## ページ抜粋
* * *

2.判示の概要 名古屋地判は、まず、判断の枠組みとして、「ある事業体の事業から生じた収益がその構成員に分配された場合において構成員課税がされるか否かは、第1次的には当該事業体が法人に該当するか否かにより判断され、これに該当しない場合に人格のない社団等に該当するか否かが問題となり、いずれも否定される場合に初めて構成員課税がされることになる」(脚注9)と判示し、これに加えて、「ある事業体が法人税の納税義務者になるか否か(逆にいえば構成員課税を行うか否か)の実質は、当該事業体がその事業の損益の帰属主体となり得る実態を有するか否かにあるということができる」とし、本件各LPSの法人該当性及び人格のない社団該当性を順次判断し、結論としてそのいずれも否定して、構成員課税がされること、すなわち本件各不動産賃貸事業から生じた損益が原告らの不動産所得に該当すると認めた。

* * *

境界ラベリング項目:

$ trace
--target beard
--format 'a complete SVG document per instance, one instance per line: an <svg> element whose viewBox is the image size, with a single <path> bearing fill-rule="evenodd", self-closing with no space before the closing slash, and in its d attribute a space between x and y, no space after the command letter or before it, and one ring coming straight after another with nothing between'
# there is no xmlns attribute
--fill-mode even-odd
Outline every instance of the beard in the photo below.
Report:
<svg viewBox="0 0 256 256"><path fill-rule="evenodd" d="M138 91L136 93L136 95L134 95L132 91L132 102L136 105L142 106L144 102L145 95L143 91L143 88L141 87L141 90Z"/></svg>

* * *

## 設問
名古屋地判の判示の概要を述べた文章を、最後の文の後から書き継いでください。

## 記述解答
名古屋地判による法人該当性否定の理由、人格のない社団該当性否定の理由は、概要以下のとおりである。
(1)我が国の租税法が、特段の定義なく私法上の概念を用いている場合には、租税法律主義や法的安定性確保の観点から、本来的に私法上の概念と同じ意義に解するのが相当である。民法上の「外国法人」とは、外国の法令に準拠して法人として成立した団体、すなわち、外国の法令に準拠して法人格を付与された団体をいうと解されるので、外国の法令に準拠して組成された事業体が我が国の租税法上の法人に該当するか否かも、基本的には、当該外国の法令の規定内容から、その準拠法である当該外国の法令によって法人とする(法人格を付与する)旨を規定されていると認められるか否かにより判断されるべきである。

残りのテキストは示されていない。